== FRAGMENTO MOSTRADO
Perdidos en nuestros laberintos privados
























Supongo que ya les he hablado más de una vez de Boogiepop Phantom (2000, Takashi Watanabe), serie de anime que descubrí gracias al extinto canal Locomotion. En su momento, hace ya veinte años, fue una revelación, y aún ahora, después de tantos años, sigue induciendo en mí un estado de ánimo especial. Boogiepop Phantom pertenecía a esa época del anime, ya desaparecida por completo, en que las preocupaciones existenciales, unidas a una presentación vanguardista, incluso experimental, eran una constante hasta en las series más comerciales. Ambos aspectos, el filosófico y el estético, resonaban con fuerza en mi personalidad de ese periodo, así que no es de extrañar que acabase enamorado de esas producciones. Ahora, si les interesa, mis preocupaciones existenciales se han difuminado, casi desvanecido, no porque haya hallado una respuesta, sino porque me he cansado de preguntas que sólo sirven para desvelarme.

¿Qué queda ahora de Boogiepop Phantom, veinte años después? En muchos aspectos, media un abismo estético y temático entre el anime de entonces y el de ahora, lo que explica, en gran medida, mi cansancio y hastio por esa forma animada. En el debe, hay que señalar que esta serie pertenece aún al tiempo anterior a la revolución digital, por lo que abunda en torpezas e imperfecciones, en tácticas de abaratamiento de costes, propias de un tiempo en el que aún se animaba con acetatos, proceso laborioso y tedioso, propenso a fallos, que no admitía la posibilidad de correcciones y mejoras. Por ello, le falta la brillantez, la perfección en el acabado, el lujo, incluso el derroche, a los que nos ha acostumbrado la animación por ordenador. Sólo eso basta para repeler a mucho espectador joven, a los que puede parecer que la serie no llega a los níveles de calidad que se suponen normales.

Sin embargo, muchos de esos atajos devinieron poderosas herramientas estéticas. Ya saben, la necesidad y la virtud. Así, se da el caso de que algunas obras ya claramente pertenecientes al periodo digital pleno -como es el caso de Kara no Kyokai (El jardín de los pecadores, 2007-2013)-, siguieron utilizando con asiduidad esas soluciones ya anticuadas. Ya saben, el agua y las bendiciones. Por otra parte, en el caso de Boogiepop Phantom, esas herramientas son bastante efectivas. Al tratarse de una serie donde prima el factor existencial, junto la meditación y la duda son bastante apropiados el uso de planos fijos, los montajes de paisajes urbanos vacíos o los travelling sobre fondos inacabables. Le aportan la componente justa de desasosiego e inestabilidad que suele acompañar a cualquier búsqueda en pos de uno mismo.
====
• EJERCICIO PLANTEADO A
Extraiga cada línea de los registros que contenga la palabra "book".
El texto y los registros son independientes entre sí.
== DATOS ALMACENADOS
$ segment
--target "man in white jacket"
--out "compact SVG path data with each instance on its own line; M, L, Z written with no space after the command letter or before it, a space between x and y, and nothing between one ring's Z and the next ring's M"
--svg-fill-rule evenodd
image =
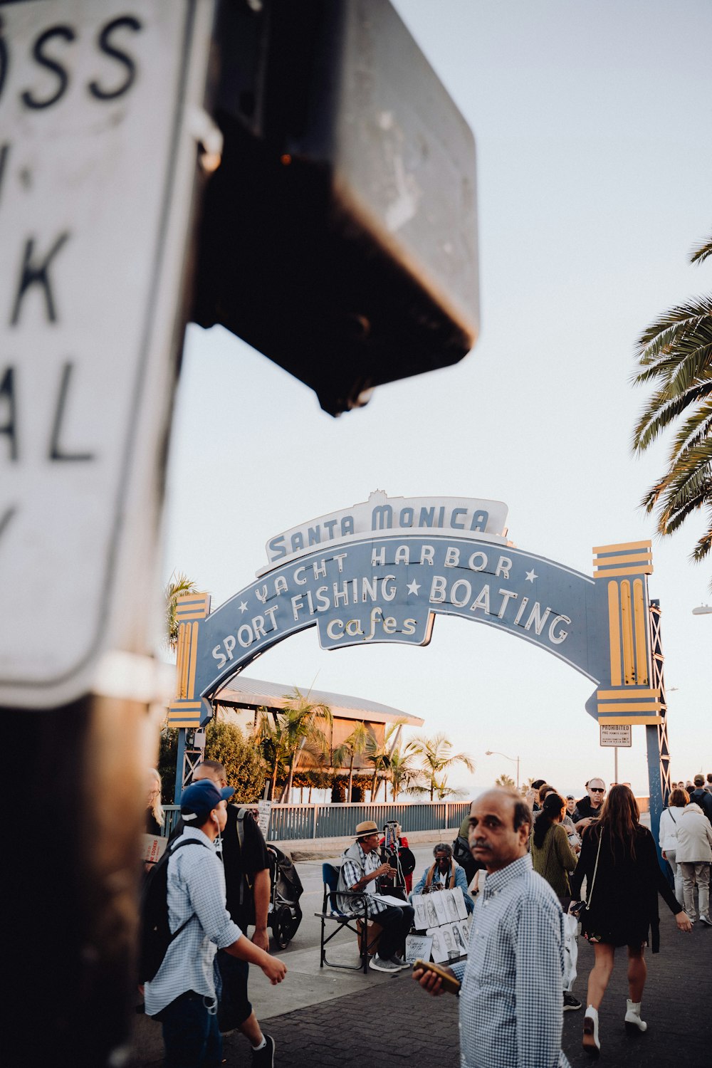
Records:
M676 860L682 868L682 890L685 912L695 922L694 888L699 895L699 922L712 927L710 920L710 862L712 861L712 828L702 810L694 802L686 805L678 820Z
M667 861L673 868L675 896L680 904L682 904L683 899L683 889L682 868L678 863L678 824L687 803L687 795L675 783L667 801L667 808L664 808L660 815L660 834L658 838L663 860Z

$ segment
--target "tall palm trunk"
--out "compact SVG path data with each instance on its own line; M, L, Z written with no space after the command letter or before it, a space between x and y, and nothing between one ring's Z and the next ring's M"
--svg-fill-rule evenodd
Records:
M353 750L351 750L351 759L349 761L349 791L348 791L348 795L347 795L347 797L349 799L349 802L353 801L353 758L354 758L354 755L355 754L354 754Z

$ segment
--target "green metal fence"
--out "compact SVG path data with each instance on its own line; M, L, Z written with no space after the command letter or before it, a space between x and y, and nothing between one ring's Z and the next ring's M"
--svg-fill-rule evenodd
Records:
M167 833L179 815L177 805L165 805ZM466 813L469 801L431 801L422 804L275 804L270 813L267 838L270 842L296 842L303 838L345 838L353 834L357 823L373 819L378 827L395 819L408 836L414 831L447 831L457 833Z

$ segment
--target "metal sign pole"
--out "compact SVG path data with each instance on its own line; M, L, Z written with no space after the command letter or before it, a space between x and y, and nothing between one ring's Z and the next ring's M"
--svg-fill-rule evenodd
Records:
M22 753L6 958L23 1059L98 1068L129 1056L170 694L158 530L215 3L1 11L0 713Z

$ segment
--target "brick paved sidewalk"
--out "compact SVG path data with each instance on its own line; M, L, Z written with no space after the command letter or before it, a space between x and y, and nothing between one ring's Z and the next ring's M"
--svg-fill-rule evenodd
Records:
M647 955L644 1035L631 1036L623 1026L626 951L617 951L600 1012L599 1063L615 1068L669 1068L681 1062L701 1068L711 1063L712 929L696 924L691 934L681 934L665 910L661 942L660 954ZM584 1004L592 957L581 939L574 993ZM532 981L537 981L536 975ZM276 1041L280 1068L394 1068L408 1062L453 1068L459 1064L457 1010L457 999L429 998L409 972L400 972L357 994L273 1017L265 1021L265 1031ZM582 1023L583 1010L564 1015L563 1046L573 1068L591 1064L581 1048ZM227 1065L248 1063L247 1045L238 1033L226 1036L224 1055Z

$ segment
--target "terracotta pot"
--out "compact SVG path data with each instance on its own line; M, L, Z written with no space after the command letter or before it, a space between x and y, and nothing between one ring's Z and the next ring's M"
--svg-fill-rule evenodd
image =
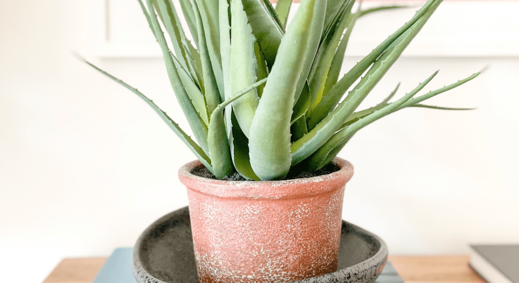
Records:
M285 181L230 181L179 171L187 188L202 283L288 282L337 270L344 188L353 175L339 158L331 174Z

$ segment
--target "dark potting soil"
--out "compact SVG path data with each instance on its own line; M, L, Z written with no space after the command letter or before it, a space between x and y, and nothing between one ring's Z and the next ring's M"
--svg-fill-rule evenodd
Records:
M316 170L313 172L306 170L299 169L297 168L292 168L290 169L290 171L289 172L289 174L286 175L286 177L283 179L283 180L293 180L294 179L302 179L303 178L317 177L318 176L322 176L323 175L333 173L338 171L340 169L340 168L339 168L339 166L333 163L330 163L321 169ZM191 171L191 174L202 178L218 180L218 179L216 178L216 177L213 175L213 173L211 173L211 172L203 165L195 167L193 170ZM230 176L225 176L223 178L220 179L220 180L224 181L253 181L252 180L247 180L245 178L243 178L241 175L238 174L237 172L235 172L234 174Z

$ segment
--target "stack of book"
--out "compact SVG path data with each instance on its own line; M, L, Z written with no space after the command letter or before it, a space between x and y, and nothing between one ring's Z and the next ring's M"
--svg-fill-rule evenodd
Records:
M519 283L519 245L472 245L470 266L489 283Z
M116 249L106 260L93 283L138 283L131 268L133 248ZM376 283L404 283L389 261Z

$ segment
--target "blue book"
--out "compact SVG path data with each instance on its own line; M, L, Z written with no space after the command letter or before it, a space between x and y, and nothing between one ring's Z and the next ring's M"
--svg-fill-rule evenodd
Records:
====
• EJERCICIO PLANTEADO B
Reproduzca el texto sobre Boogiepop Phantom desde las palabras "Sin embargo, muchos" hasta las palabras "de uno mismo.", con "herramientas" sustituido por "técnicas".

• RESPUESTA ESCRITA A
--target "stack of book"
--target "blue book"

• RESPUESTA ESCRITA B
Sin embargo, muchos de esos atajos devinieron poderosas técnicas estéticas. Ya saben, la necesidad y la virtud. Así, se da el caso de que algunas obras ya claramente pertenecientes al periodo digital pleno -como es el caso de Kara no Kyokai (El jardín de los pecadores, 2007-2013)-, siguieron utilizando con asiduidad esas soluciones ya anticuadas. Ya saben, el agua y las bendiciones. Por otra parte, en el caso de Boogiepop Phantom, esas técnicas son bastante efectivas. Al tratarse de una serie donde prima el factor existencial, junto la meditación y la duda son bastante apropiados el uso de planos fijos, los montajes de paisajes urbanos vacíos o los travelling sobre fondos inacabables. Le aportan la componente justa de desasosiego e inestabilidad que suele acompañar a cualquier búsqueda en pos de uno mismo.